**Stored items**
───
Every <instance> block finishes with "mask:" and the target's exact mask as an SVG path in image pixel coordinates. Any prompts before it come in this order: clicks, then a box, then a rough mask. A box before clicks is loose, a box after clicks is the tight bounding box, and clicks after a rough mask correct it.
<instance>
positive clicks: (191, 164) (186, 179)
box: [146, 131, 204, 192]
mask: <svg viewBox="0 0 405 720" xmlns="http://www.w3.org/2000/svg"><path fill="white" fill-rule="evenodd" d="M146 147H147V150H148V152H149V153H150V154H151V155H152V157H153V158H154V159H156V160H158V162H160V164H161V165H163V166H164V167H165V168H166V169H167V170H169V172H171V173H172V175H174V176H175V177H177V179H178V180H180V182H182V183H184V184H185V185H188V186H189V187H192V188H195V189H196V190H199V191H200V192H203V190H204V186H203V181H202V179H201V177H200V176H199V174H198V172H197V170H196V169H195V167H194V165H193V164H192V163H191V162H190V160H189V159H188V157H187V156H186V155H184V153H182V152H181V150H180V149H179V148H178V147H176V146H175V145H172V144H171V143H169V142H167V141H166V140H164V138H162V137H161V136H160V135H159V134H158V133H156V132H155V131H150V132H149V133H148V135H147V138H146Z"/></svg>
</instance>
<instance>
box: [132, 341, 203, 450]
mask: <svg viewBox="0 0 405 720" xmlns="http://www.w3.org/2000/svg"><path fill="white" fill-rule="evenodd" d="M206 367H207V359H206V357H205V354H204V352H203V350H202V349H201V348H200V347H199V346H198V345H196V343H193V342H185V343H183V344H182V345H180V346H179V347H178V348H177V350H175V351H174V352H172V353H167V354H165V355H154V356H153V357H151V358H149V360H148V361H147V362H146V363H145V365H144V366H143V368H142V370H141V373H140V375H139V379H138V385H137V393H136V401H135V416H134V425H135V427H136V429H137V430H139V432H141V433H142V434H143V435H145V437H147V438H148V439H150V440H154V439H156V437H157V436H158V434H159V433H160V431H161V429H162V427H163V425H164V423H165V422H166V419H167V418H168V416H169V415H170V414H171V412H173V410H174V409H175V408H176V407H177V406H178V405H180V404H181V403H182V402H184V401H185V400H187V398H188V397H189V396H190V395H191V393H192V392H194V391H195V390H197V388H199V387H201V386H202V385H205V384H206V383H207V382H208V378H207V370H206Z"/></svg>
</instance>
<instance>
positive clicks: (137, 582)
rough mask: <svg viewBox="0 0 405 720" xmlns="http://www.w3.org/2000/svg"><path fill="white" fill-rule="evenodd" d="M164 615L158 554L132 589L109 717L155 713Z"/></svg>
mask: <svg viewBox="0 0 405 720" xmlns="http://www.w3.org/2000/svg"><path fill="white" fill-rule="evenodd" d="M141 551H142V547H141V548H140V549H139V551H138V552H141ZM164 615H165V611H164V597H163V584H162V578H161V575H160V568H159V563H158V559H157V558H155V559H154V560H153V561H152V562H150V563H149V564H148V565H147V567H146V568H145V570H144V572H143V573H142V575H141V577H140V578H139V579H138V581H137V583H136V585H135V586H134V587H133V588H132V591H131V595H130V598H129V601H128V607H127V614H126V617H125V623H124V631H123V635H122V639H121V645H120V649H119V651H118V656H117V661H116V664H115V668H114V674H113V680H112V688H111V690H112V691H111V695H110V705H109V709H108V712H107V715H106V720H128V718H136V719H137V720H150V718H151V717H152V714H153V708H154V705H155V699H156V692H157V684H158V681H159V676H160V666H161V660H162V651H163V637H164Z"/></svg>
───
Print the data above exactly as it reads.

**Reply**
Every <instance> block finishes with "mask:" and the target's exact mask as an SVG path in image pixel coordinates. Any prompts before it come in this order: clicks, then a box, then a rough mask. A box before clicks is loose, a box after clicks is the tight bounding box, and clicks after a rough mask correct it.
<instance>
positive clicks: (191, 164) (186, 179)
box: [146, 131, 204, 192]
mask: <svg viewBox="0 0 405 720" xmlns="http://www.w3.org/2000/svg"><path fill="white" fill-rule="evenodd" d="M146 147H147V150H148V152H149V153H150V154H151V155H152V157H153V158H154V159H156V160H158V162H160V164H161V165H163V166H164V167H165V168H166V169H167V170H169V172H171V173H172V175H174V176H175V177H177V179H178V180H180V182H182V183H184V184H185V185H188V186H189V187H192V188H195V189H196V190H199V191H200V192H203V190H204V186H203V181H202V179H201V177H200V176H199V174H198V172H197V170H196V169H195V167H194V165H193V164H192V163H191V162H190V160H189V159H188V157H187V156H186V155H184V153H182V152H181V150H180V149H179V148H178V147H176V146H175V145H172V144H171V143H169V142H167V141H166V140H164V138H162V137H161V136H160V135H159V134H158V133H156V132H155V131H150V132H149V133H148V135H147V138H146Z"/></svg>
</instance>
<instance>
box: [132, 341, 203, 450]
mask: <svg viewBox="0 0 405 720" xmlns="http://www.w3.org/2000/svg"><path fill="white" fill-rule="evenodd" d="M206 367H207V359H206V357H205V354H204V352H203V350H202V349H201V348H200V347H199V346H198V345H196V343H193V342H185V343H183V344H182V345H180V346H179V347H178V348H177V350H175V351H174V352H172V353H167V354H165V355H154V356H153V357H151V358H149V360H148V361H147V362H146V363H145V365H144V366H143V368H142V370H141V373H140V375H139V379H138V385H137V393H136V401H135V416H134V425H135V427H136V429H137V430H139V432H141V433H142V434H143V435H145V437H147V438H148V439H150V440H154V439H156V437H157V436H158V434H159V433H160V431H161V429H162V427H163V425H164V423H165V422H166V419H167V418H168V416H169V415H170V414H171V412H173V410H174V409H175V408H176V407H177V406H178V405H180V404H181V403H182V402H184V401H185V400H187V398H188V397H189V396H190V395H191V393H192V392H194V391H195V390H197V388H199V387H201V386H202V385H205V384H206V383H207V382H208V378H207V370H206Z"/></svg>
</instance>
<instance>
positive clicks: (137, 582)
rough mask: <svg viewBox="0 0 405 720" xmlns="http://www.w3.org/2000/svg"><path fill="white" fill-rule="evenodd" d="M164 615L158 554L132 589L109 717L155 713Z"/></svg>
mask: <svg viewBox="0 0 405 720" xmlns="http://www.w3.org/2000/svg"><path fill="white" fill-rule="evenodd" d="M141 551H142V547H141V548H140V549H139V551H138V552H141ZM164 615H165V611H164V597H163V584H162V578H161V575H160V568H159V563H158V559H157V558H155V559H154V560H153V561H152V562H150V563H149V564H148V565H147V567H146V568H145V570H144V572H143V573H142V575H141V577H140V578H139V579H138V581H137V583H136V585H135V586H134V587H133V588H132V591H131V595H130V598H129V601H128V607H127V614H126V617H125V623H124V631H123V635H122V639H121V645H120V649H119V651H118V656H117V661H116V664H115V668H114V674H113V680H112V688H111V690H112V691H111V695H110V705H109V709H108V712H107V715H106V720H128V718H136V719H137V720H150V718H151V717H152V714H153V708H154V705H155V699H156V692H157V684H158V681H159V676H160V666H161V660H162V651H163V637H164Z"/></svg>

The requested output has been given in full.